| 任务目标 |
请把下面的全部材料逐行改写成编号列表，空行不计入。答案里不要放图片。

| 本题材料 |
○ ○ ○ ○ ○

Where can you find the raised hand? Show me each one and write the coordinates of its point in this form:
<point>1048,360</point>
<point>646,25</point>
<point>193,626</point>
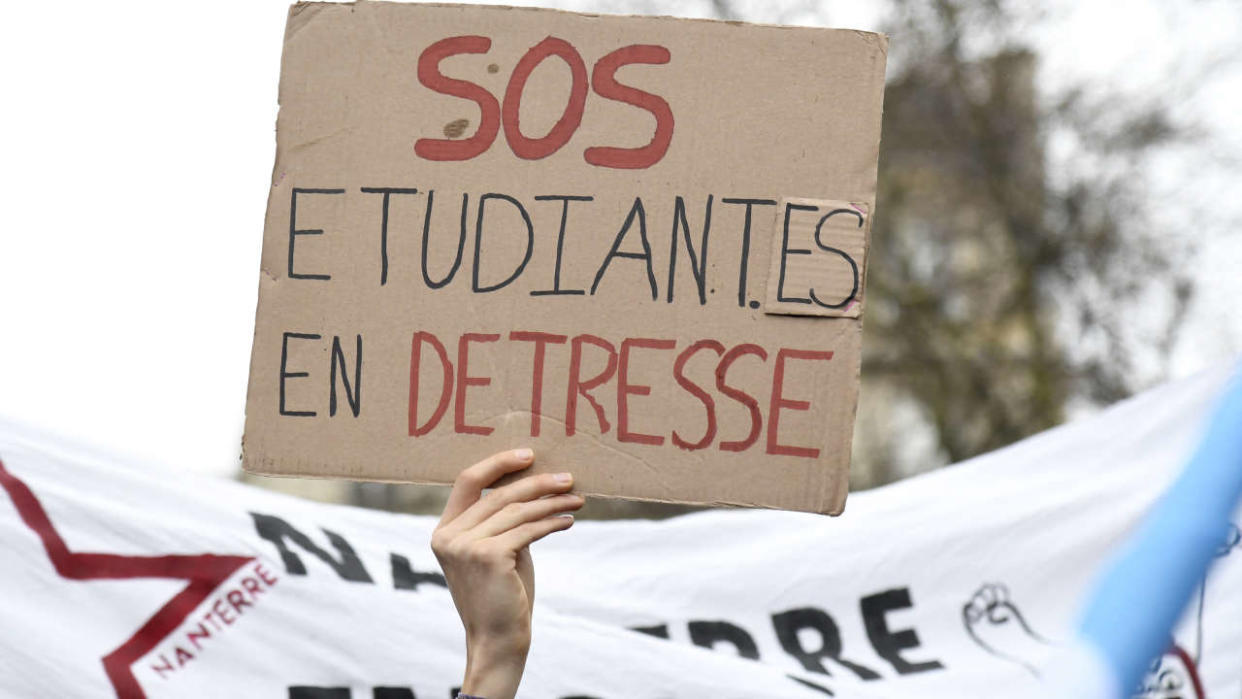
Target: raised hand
<point>482,545</point>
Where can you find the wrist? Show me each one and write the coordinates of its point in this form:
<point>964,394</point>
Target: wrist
<point>493,669</point>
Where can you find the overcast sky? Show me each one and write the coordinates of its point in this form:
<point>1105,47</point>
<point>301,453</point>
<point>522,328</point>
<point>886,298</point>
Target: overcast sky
<point>138,147</point>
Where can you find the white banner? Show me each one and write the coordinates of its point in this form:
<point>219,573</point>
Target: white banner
<point>132,582</point>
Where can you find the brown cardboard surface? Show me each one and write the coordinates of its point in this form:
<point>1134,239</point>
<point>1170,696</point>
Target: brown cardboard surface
<point>457,261</point>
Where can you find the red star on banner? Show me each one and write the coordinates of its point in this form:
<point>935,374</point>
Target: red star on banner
<point>203,572</point>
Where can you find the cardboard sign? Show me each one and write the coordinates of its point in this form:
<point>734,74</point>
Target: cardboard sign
<point>634,243</point>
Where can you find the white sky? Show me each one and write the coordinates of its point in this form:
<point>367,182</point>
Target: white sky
<point>138,143</point>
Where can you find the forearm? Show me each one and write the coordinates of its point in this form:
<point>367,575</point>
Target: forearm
<point>493,673</point>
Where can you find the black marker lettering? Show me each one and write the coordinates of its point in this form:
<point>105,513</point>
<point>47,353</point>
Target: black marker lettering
<point>636,211</point>
<point>785,251</point>
<point>745,242</point>
<point>353,392</point>
<point>287,374</point>
<point>853,265</point>
<point>560,243</point>
<point>294,232</point>
<point>426,235</point>
<point>698,261</point>
<point>478,242</point>
<point>889,643</point>
<point>388,193</point>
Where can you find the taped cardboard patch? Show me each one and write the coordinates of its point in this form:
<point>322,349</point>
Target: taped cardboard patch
<point>819,257</point>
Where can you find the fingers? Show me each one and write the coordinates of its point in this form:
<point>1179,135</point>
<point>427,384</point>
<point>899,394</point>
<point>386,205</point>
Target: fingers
<point>471,482</point>
<point>529,488</point>
<point>517,514</point>
<point>525,534</point>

○ ○ ○ ○ ○

| 本题作答 |
1. Where can you find the raised hand? Show me each one and write the coordinates of its point in this form:
2. <point>1048,360</point>
3. <point>646,25</point>
4. <point>193,626</point>
5. Target: raised hand
6. <point>482,545</point>
7. Where can you find the wrist? Show me each one and write the coordinates of its point in this form:
8. <point>964,394</point>
9. Target: wrist
10. <point>493,669</point>
11. Where can you find the overcast sky? Show me each one and write the coordinates of its point in this form:
12. <point>1105,47</point>
13. <point>301,453</point>
14. <point>522,328</point>
15. <point>886,298</point>
16. Target: overcast sky
17. <point>138,147</point>
18. Where can you find the white banner? Show me each one and write the coordinates of its point in this form:
19. <point>219,573</point>
20. Target: white banner
21. <point>132,582</point>
22. Where can you find the brown cardboard surface? Show me each one and write the coordinates of its point in this form:
23. <point>1134,239</point>
24. <point>1170,696</point>
25. Target: brown cardboard surface
26. <point>457,261</point>
27. Where can you find the red star on banner? Show me each one and write the coordinates of its point in this form:
28. <point>935,374</point>
29. Target: red star on banner
30. <point>203,572</point>
31. Where can you find the cardboard sign? Show me each one and write the coordinates of its point in this form:
32. <point>734,74</point>
33. Target: cardboard sign
34. <point>634,243</point>
35. Where can you find the white sky? Show me each one and write the coordinates of its point in this form:
36. <point>367,182</point>
37. Target: white sky
38. <point>138,143</point>
39. Where can you find the forearm? Show me each one and write the coordinates of its point in this form:
40. <point>367,575</point>
41. Target: forearm
42. <point>493,673</point>
43. Where can you find the black marker lettering? Show me each one and write the coordinates of its point in this form:
44. <point>105,513</point>
45. <point>47,353</point>
46. Target: black marker lettering
47. <point>636,211</point>
48. <point>785,251</point>
49. <point>745,242</point>
50. <point>353,392</point>
51. <point>287,374</point>
52. <point>853,265</point>
53. <point>560,243</point>
54. <point>294,232</point>
55. <point>426,235</point>
56. <point>698,261</point>
57. <point>478,242</point>
58. <point>889,643</point>
59. <point>388,193</point>
60. Where can you find the taped cardboard patch? Show me each one and write the coordinates of its point in this form:
61. <point>322,349</point>
62. Target: taped cardboard patch
63. <point>819,257</point>
64. Where can you find the fingers? Show me each one and write the coordinates of its point in this form:
65. <point>1179,135</point>
66. <point>427,384</point>
67. <point>899,394</point>
68. <point>386,205</point>
69. Target: fingers
70. <point>471,482</point>
71. <point>529,488</point>
72. <point>517,514</point>
73. <point>525,534</point>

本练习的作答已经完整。